→ Stated goal A
In the Docker passage, which network driver does Docker use when no driver is specified?
→ Stated goal B
Write a continuation of the Docker passage that picks up right after its final sentence.

→ Supplied passage

The choice of storage driver depends upon the operating system, distribution of Docker, and the overall performance and stability required. overlay2 is the default and recommended storage driver for most of the Linux distributions.
The data created by a running container goes into the writable container layer with the help of a storage driver. But this way of managing data doesn’t perform very well, and also, the data cease to exist with the container. Docker provides multiple options to manage data in a more performant and persistent manner, like volumes, bind mounts, and tmpfs:
Bind mounts are the simplest and oldest way available in Docker for managing data. They allow us to mount any arbitrary file or directory on the host machine into a container. Volumes also work in a similar fashion, but Docker completely manages them in a specific part of the filesystem.
Since non-Docker processes cannot modify this part of the filesystem, volumes are a better way to manage persistent data in Docker. The tmpfs mounts only remain in the memory of the host machine and never persist on the filesystem.
6.5. Networking with Docker
Docker containers can connect to each other and also with non-Docker workloads without any explicit knowledge of the type of other workloads. This is possible because of the networking subsystem of Docker, which is completely pluggable.
There are several network drivers that we can use to provide this networking functionality:
- bridge: We can use the bridge driver to communicate between applications running in standalone containers
- host: The host driver is useful for when we want to remove the network isolation between container and host and use the host network directly
- overlay: We can use the overlay driver to connect multiple Docker daemons together — for instance, to let swarm services communicate with each other
- macvlan: The macvlan driver enables us to assign a MAC address to a container so that the Docker daemon can route traffic to containers by their MAC address
Apart from this, we can disable networking for a container by using the none driver. Moreover, we can also install and use third-party network plugins or write a network driver plugin to create our own custom drivers.
If we don’t specify a driver, the bridge driver is the default network driver in Docker. There’s a bridge network available by default, which is what Docker launches the container with unless otherwise specified.
We can also create our own bridge network and launch containers with it.
Let’s see how the bridge network works:
Here, as we can see, Docker creates a bridge network “docker0” by default and links all container networks to it through “vethxx”. Containers connected to this default bridge network can communicate with each other through IP addresses. Further, the bridge network “docker0” connects to the host network “eth0”, hence providing a connection to the external network.
7. Standardization Efforts
We’ve seen how the concept of process isolation has evolved from chroot to modern-day Docker. Today, apart from LXC and Docker there are several other alternatives to choose from. Mesos Containerizer from Apache Foundation and rkt from CoreOS are among the popular ones.
What is essential for interoperability among these container technologies is the standardization of some of the core components. We have already seen how Docker has transformed itself into a modular architecture benefitting from standardizations like containerd and runc.

→ Extracted records
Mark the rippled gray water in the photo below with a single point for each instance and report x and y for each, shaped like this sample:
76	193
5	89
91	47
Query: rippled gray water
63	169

→ Exercise output A
The bridge driver.

→ Exercise output B
In this section, we’ll discuss some of the industry collaborations that are driving standardizations in container technology.
7.1. Open Container Initiative
Open Container Initiative (OCI) was established in 2015 by Docker and other industry leaders as a Linux Foundation project. It drives industry standards around container formats and runtime. They maintain two specifications at present: an Image Specification (image-spec) and a Runtime Specification (runtime-spec).
Basically, an OCI implementation downloads an OCI image and then unpacks that image into an OCI runtime filesystem bundle. Then, that OCI runtime bundle can be run by an OCI runtime. There’s a standard reference implementation of OCI runtime known as runc that was originally developed by Docker. There are several other OCI compliant runtimes like Kata Containers.
7.2. Cloud-Native Computing Foundation
Cloud-Native Computing Foundation (CNCF) was also established in 2015 as a Linux Foundation project with an aim to advance container technologies and align the industry around its evolution. It maintains a number of hosted sub-projects including containerd, Kubernetes, Prometheus, Envoy, CNI, and CoreDNS, to name a few.
Here, containerd is a graduated CNCF project that aims to provide an industry-standard core container runtime available as a daemon for Linux and Windows. Container Network Interface (CNI) is an incubating CNCF project that was originally developed by CoreOS and consists of specifications and libraries for writing plugins to configure network interfaces.
8. Container Orchestration and Beyond
Containers present a convenient way to package an application in a platform-neutral manner and run it anywhere with confidence. However, as the number of containers grows, it becomes another challenge to manage them. It’s not trivial to manage deployment, scaling, communication, and monitoring of hundreds of containers.
This is where container orchestration technologies like Kubernetes have started to gain popularity. Kubernetes is another graduated CNCF project that was started originally at Google. Kubernetes provides automation for deployment, management, and scaling of containers. It supports multiple OCI-compliant container runtimes like Docker or CRI-O through Container Runtime Interface (CRI).
Another challenge is related to connecting, securing, controlling, and observing a number of applications running in containers. While it’s possible to set up separate tools to address these concerns, it’s definitely not trivial. This is where a service mesh like Istio comes into the picture — it’s a dedicated infrastructure layer controlling the way applications share data with one another.
9. Conclusion
In this tutorial, we learned the basics of containers and how they are different from virtual machines.
We went through the evolution of containers from the early days of chroot to present-day Docker. Then, we examined the architecture of LXC and understood how it led to the development of Docker. We also discussed in detail the architecture of Docker containers.
Finally, we saw how the container technologies are moving towards standardizing and developing more complex tools for managing containers at scale.